REQUEST |
Write out the material below word for word, omitting the pictures.

Dataset items:

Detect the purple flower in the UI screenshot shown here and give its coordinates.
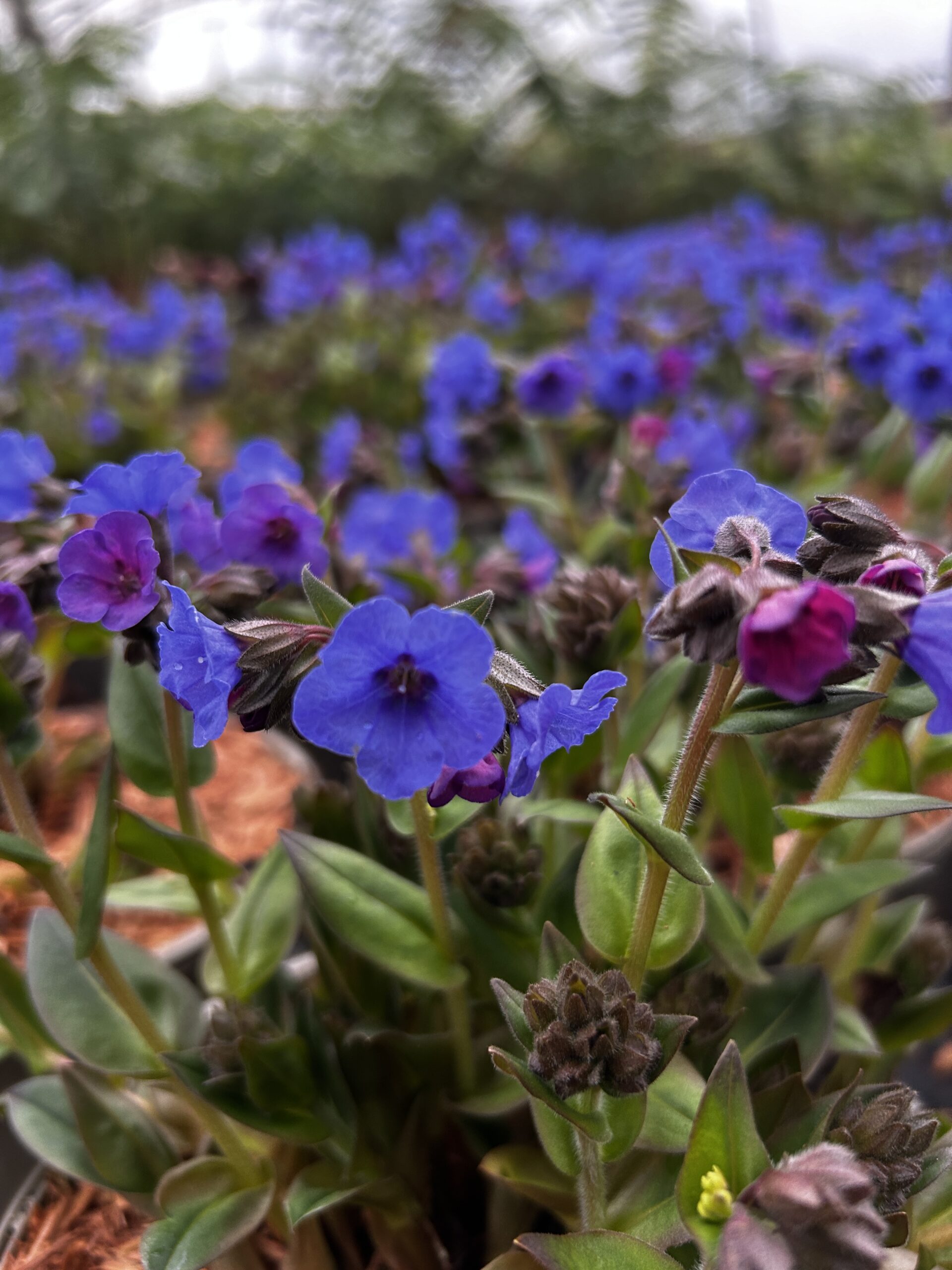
[650,467,806,587]
[515,353,585,419]
[426,755,505,807]
[898,590,952,735]
[737,581,855,701]
[221,485,330,583]
[159,584,241,746]
[859,556,925,596]
[218,437,303,512]
[0,428,54,521]
[293,596,505,799]
[66,449,198,515]
[503,507,558,590]
[57,512,159,631]
[0,581,37,644]
[505,671,628,798]
[320,414,360,485]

RESPONSE |
Detect the purple flower in the UI screenshot shown here and give its coordinates.
[650,467,806,587]
[515,353,585,419]
[426,755,505,807]
[898,590,952,735]
[737,581,855,701]
[221,485,330,583]
[159,584,241,746]
[859,556,925,596]
[218,437,303,512]
[0,428,54,521]
[293,596,505,799]
[66,449,198,515]
[503,507,558,590]
[57,512,159,631]
[0,581,37,644]
[505,671,628,798]
[320,414,360,485]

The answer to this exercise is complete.